* **EXCERPTED PASSAGE**:
FEA Add Information Gain and Information Gain Ratio feature selection functions #28905

StefanieSenger · 2024-04-28T06:45:33Z

Reference Issues/PRs

What does this implement/fix? Explain your changes.

This 2016 PR intended to add info_gain and info_gain_ratio functions for univariate feature selection. Here, I update and finish it up. For further information, please refer to the discussion on the old PR.

…ions setup

…kar/scikit-learn into ig-and-igr-feature-selection

…nual values; moved IGR tests

…ctions

OmarManzoor

Thanks for the PR @StefanieSenger . Would it make sense to add a test which compares the transformed X between the information gain and information gain ratio, since they should be generally the same?

StefanieSenger · 2024-05-10T11:55:06Z

I have added such a test @OmarManzoor, maybe it helps if one day someone works on the if ratio block in _info_gain(), which is infact the only few lines that differ between both functions.

* **SUPPLIED DATA**:
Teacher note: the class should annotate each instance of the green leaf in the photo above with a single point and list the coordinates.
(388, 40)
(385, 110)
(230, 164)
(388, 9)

* **TASKS TO COMPLETE**:
• a. In the listing, swap "green leaf" for "yellow leaf" and give its lines again with nothing else changed.
• b. Carry on the pull request thread about the information gain feature selection functions, picking up after its final comment.

* **ANSWERS**:
• a.
Teacher note: the class should annotate each instance of the yellow leaf in the photo above with a single point and list the coordinates.
(388, 40)
(385, 110)
(230, 164)
(388, 9)

• b.
OmarManzoor

A few minor suggestions otherwise this looks good. Thanks @StefanieSenger

sklearn/feature_selection/_univariate_selection.py

Co-authored-by: Omar Salman <omar.salman@arbisoft.com>

StefanieSenger · 2024-05-13T07:35:47Z

Nice, thank you @OmarManzoor

glemaitre

Just a couple of first comments to use scipy instead of our own implementation of the entropy or the KL divergence.

doc/modules/feature_selection.rst

glemaitre · 2024-05-21T15:31:06Z

doc/whats_new/v1.6.rst

+
+- |Feature| :func:`~feature_selection.info_gain` and
+  :func:`~feature_selection.info_gain_ratio` can now be used for
+  univariate feature selection. :pr:`28905` by :user:`Viktor Pekar <vpekar>`.


Suggested change

univariate feature selection. :pr:`28905` by :user:`Viktor Pekar <vpekar>`.

univariate feature selection.

:pr:`28905` by :user:`Viktor Pekar <vpekar>` and

:user:`Stefanie Senger <StefanieSenger>`.

glemaitre · 2024-05-21T15:34:01Z

sklearn/feature_selection/_univariate_selection.py

+def _get_entropy(prob):
+    t = np.log2(prob)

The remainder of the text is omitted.